▶ **Exercise**
Locate each line of the material below that contains the string "target", with matching case, and copy those lines.

▶ **Excerpted records**
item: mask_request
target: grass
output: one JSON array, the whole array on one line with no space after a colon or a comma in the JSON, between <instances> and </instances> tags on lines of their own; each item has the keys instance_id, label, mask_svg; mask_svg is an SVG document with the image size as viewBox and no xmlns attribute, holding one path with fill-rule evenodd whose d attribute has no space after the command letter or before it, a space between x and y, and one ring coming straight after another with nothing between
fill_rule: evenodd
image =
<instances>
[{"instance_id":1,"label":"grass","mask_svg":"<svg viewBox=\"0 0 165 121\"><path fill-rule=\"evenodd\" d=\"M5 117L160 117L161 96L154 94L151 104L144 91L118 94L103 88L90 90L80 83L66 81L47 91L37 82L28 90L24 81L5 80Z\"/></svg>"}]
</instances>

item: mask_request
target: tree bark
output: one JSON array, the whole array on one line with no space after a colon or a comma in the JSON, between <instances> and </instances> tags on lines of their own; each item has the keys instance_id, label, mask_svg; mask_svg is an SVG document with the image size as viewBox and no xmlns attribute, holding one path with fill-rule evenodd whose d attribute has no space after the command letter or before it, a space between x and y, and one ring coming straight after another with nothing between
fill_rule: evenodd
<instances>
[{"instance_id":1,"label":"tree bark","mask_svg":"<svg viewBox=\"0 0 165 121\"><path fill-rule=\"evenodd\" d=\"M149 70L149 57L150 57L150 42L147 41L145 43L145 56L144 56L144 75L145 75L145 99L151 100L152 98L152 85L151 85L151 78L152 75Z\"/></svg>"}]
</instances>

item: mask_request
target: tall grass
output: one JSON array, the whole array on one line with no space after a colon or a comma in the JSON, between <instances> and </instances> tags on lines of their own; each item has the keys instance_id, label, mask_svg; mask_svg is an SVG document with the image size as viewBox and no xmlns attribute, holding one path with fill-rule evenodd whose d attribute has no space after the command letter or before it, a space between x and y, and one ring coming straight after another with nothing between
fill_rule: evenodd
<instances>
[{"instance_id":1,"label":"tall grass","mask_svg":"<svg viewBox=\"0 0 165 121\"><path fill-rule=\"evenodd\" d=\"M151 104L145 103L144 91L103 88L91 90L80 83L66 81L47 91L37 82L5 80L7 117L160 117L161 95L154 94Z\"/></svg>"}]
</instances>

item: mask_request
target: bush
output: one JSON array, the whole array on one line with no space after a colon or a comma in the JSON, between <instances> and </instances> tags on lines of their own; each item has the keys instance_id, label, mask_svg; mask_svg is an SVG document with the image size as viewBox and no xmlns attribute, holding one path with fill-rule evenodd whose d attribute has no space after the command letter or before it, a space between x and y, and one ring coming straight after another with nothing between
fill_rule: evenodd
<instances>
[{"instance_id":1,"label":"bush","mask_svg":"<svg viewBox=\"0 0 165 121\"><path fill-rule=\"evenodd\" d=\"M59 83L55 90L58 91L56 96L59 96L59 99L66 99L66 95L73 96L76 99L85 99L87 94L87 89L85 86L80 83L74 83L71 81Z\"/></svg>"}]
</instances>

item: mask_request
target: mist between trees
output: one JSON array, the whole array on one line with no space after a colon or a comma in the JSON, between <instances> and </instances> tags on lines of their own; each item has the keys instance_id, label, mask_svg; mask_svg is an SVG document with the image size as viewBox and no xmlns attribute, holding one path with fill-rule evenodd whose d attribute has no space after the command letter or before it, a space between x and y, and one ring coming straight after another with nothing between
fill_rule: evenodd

▶ **Final result**
target: grass
target: tree bark
target: tall grass
target: bush
target: mist between trees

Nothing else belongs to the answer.